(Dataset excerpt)
----------------
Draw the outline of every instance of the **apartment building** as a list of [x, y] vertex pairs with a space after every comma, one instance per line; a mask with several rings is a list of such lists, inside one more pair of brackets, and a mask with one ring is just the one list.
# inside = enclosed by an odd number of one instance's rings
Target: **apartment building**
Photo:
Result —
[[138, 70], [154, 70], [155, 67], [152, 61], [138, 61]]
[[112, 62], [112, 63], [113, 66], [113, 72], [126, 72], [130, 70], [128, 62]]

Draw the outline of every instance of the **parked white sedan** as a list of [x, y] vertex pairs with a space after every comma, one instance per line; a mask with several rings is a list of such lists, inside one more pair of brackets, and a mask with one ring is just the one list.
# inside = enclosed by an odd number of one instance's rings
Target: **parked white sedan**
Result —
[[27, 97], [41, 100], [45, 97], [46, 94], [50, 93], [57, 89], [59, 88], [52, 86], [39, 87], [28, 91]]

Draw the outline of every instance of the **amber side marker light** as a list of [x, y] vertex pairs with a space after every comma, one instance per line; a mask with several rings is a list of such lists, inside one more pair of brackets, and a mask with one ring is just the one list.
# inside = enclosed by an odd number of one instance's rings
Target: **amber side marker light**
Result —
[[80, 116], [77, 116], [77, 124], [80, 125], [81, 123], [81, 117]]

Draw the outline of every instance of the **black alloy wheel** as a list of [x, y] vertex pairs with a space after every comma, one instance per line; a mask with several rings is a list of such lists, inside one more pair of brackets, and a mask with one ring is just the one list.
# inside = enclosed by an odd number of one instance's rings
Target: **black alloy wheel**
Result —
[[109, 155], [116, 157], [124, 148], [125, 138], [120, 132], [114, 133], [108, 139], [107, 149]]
----------------
Aim -
Please reproduce the records above, replacing each "Result" with "Output" and leaving everything else untouched.

Worked solution -
Draw the outline of every instance of the **apartment building** as a list of [x, y] vertex pairs with a space after every comma, one instance per line; a mask with several rings is a list of such lists, inside one more pair of brackets, and a mask with one ring is just the one list.
# inside = enclosed by an odd number of one instance's rings
Target: **apartment building**
Photo:
Output —
[[138, 70], [154, 70], [155, 67], [152, 61], [138, 61]]
[[112, 62], [112, 63], [113, 66], [113, 72], [126, 72], [130, 70], [128, 62]]

Draw the outline of every instance of the **parked white sedan** as a list of [x, y] vertex pairs with a space after every comma, one instance per line; a mask with several rings is a list of such lists, inside one more pair of brackets, and a mask with one ring is just the one list.
# inside = enclosed by an odd number of one instance's rings
Target: **parked white sedan**
Output —
[[27, 97], [41, 100], [45, 97], [46, 94], [50, 93], [57, 89], [59, 88], [52, 86], [39, 87], [28, 91]]

Draw the outline of every instance of the **amber side marker light** as a list of [x, y] vertex pairs with a space after every comma, one instance per line; a mask with several rings is a list of such lists, inside one more pair of brackets, and a mask with one ring is just the one list.
# inside = enclosed by an odd number of one instance's rings
Target: **amber side marker light**
Output —
[[80, 116], [77, 116], [77, 124], [80, 125], [81, 123], [81, 117]]

Draw the outline of every instance of the **black alloy wheel** as a list of [x, y] vertex pairs with a space after every comma, one instance per line; a mask with several rings is a list of such lists, inside one more pair of brackets, and a mask with one ring is just the one list.
# inside = enclosed by an odd number of one instance's rings
Target: **black alloy wheel**
Output —
[[109, 155], [116, 157], [124, 148], [125, 138], [120, 132], [114, 133], [108, 139], [107, 149]]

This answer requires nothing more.